The advisory panel, however, was not convinced. They pointed out that phase 2 studies are always positive, because otherwise you wouldn’t move on to phase 3, so that study doesn’t count. They also pointed out that, although you can think of the positive phase 3 study as the “true” one, and try to understand why the negative one failed (which is what Biogen did), you could equally think of the negative study as the true one, and try to understand why the other one showed positive results.
The advisory council was concerned that there was “functional unblinding” in both studies, because large numbers of participants in the treatment group needed additional MRI scans and physical exams to deal with side effects, which did not occur in the placebo group. Hence, if you were asked to come in for an extra MRI scan, you knew that you were on the real drug. This knowledge may have influenced the responses subjects and their family members gave regarding how they were doing, which were the primary outcomes of the study.
To determine if a drug should be approved, many factors need to be considered. First is whether it works and, as discussed above, there are questions regarding its efficacy. You also have to consider side effects and other burdens on patients, families, and society.
You first need an amyloid PET scan to be sure you have the amyloid plaques of Alzheimer’s. Then to take the drug, you need an intravenous infusion every four weeks — forever. Thirty percent of those who took the drug had a reversible swelling of the brain, and more than 10% had tiny brain bleeds. These side effects need to be watched closely by an expert neurology/radiology team who understand how to monitor for these events, and know when to pause or stop the drug.
Another factor to consider is the size of the benefit. Here, it was fairly small. Looking at the two objective measures, in the positive trial, the high dose made a 0.6-point change on the 30-point Mini-Mental State Examination (MMSE). On the 85-point Alzheimer’s Disease Assessment Scale–Cognitive Subscale-13 (ADAS-Cog-13), the high dose made a 1.4-point change. In the negative trial, the analogous results were -0.1 (worsening) for the MMSE and 0.6 for the ADAS-Cog-13.

MATERIAL SUPPLIED
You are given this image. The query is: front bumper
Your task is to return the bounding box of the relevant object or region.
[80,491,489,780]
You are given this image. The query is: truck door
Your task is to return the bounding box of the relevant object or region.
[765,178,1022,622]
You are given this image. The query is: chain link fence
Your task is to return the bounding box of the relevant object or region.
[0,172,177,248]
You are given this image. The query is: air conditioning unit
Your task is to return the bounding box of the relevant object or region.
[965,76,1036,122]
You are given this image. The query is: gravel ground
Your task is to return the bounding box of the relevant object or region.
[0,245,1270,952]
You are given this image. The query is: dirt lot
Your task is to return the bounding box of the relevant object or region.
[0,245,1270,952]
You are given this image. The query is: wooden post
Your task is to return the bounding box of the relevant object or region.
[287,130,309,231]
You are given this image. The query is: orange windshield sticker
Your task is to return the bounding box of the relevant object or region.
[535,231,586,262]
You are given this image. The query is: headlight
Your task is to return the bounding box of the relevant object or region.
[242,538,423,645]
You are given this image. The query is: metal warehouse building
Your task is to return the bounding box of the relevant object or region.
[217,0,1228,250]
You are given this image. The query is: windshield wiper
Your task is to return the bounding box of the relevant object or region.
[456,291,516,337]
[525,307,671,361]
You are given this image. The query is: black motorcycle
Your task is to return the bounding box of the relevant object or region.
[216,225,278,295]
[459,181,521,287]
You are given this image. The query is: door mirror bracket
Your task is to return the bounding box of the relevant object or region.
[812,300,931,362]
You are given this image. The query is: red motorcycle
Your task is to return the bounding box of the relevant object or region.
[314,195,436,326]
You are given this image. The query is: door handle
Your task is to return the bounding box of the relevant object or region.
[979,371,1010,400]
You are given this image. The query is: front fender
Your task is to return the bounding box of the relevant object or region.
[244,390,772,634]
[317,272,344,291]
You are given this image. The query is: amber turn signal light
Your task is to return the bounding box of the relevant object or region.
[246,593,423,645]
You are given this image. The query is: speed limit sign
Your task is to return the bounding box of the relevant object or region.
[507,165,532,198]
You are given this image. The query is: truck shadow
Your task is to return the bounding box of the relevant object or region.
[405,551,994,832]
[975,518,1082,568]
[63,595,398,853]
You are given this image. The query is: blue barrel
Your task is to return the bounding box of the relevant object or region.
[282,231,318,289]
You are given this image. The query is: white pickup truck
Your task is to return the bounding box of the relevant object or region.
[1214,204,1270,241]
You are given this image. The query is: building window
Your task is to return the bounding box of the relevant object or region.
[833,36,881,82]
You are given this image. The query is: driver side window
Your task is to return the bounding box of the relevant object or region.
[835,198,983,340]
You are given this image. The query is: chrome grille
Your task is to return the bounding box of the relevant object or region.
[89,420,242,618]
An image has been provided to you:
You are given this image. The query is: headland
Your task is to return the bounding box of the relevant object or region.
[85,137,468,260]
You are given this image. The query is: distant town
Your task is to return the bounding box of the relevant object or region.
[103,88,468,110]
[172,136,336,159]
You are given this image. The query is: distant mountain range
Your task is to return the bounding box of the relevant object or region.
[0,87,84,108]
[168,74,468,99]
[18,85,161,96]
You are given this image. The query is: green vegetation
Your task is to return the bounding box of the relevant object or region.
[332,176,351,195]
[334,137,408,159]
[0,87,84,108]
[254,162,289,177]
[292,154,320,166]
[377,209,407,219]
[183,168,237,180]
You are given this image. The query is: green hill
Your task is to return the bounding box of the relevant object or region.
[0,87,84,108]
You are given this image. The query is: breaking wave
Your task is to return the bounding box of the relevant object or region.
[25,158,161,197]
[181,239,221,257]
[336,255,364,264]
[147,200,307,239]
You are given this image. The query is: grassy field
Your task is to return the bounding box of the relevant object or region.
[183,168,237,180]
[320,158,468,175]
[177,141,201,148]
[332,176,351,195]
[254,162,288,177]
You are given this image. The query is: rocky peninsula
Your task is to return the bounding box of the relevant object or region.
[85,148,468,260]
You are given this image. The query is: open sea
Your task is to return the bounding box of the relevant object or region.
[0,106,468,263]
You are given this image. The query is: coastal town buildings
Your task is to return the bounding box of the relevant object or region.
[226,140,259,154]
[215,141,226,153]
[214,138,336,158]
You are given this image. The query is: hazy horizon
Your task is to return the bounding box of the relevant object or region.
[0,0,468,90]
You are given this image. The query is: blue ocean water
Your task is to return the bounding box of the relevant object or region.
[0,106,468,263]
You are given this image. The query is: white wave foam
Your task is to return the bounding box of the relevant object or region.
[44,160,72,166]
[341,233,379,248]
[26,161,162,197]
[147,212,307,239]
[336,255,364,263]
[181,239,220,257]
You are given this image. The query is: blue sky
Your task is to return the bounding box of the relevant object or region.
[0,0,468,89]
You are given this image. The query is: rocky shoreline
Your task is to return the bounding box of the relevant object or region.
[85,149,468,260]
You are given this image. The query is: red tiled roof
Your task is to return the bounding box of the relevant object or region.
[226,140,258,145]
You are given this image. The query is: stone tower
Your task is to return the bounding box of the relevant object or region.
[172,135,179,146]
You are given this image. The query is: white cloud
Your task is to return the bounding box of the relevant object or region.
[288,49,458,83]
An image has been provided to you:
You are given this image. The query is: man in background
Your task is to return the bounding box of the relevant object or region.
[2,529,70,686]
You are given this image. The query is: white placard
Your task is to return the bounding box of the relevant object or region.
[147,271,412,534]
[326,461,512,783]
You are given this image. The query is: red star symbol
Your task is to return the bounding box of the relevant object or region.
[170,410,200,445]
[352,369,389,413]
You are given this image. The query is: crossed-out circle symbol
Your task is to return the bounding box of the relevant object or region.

EXERCISE
Continue the passage on the advisory panel's review of the Alzheimer's drug, picking up right after its last sentence.

ANSWER TO THIS TASK
Cost also needs to be considered; for aducanumab, this is estimated at $50,000 per year per patient. There are more than two million people with Alzheimer’s in the mild cognitive impairment and mild dementia stages. If one-quarter of those decide to take the drug, that’s $25 billion each year — not including the cost of the PET scans and the neurology/radiology teams to monitor side effects. Since most people with Alzheimer’s disease have Medicare, we will all share this cost.
Moreover, Dr. Joel Perlmutter, a neurologist at Washington University in St. Louis and member of the FDA’s advisory committee, argued that if the FDA approves aducanumab, fewer people would want to participate in a trial of a novel medication — and that would likely delay the approval of better medicines.
There are many other treatments for Alzheimer’s that are also being developed. Drugs that remove tau — the tangles of Alzheimer’s — are being tested. Treatments using flashing lights to induce specific brain rhythms may protect the brain. Other treatments change the microbiome of the gut or other parts of the body. Drugs are being developed which alter nitric oxide — a gas that has critical functions in brain health. Lastly, in my laboratory, we are developing strategies to help individuals with mild Alzheimer’s and mild cognitive impairment to remember things better, because, at the end of the day, that’s what matters most.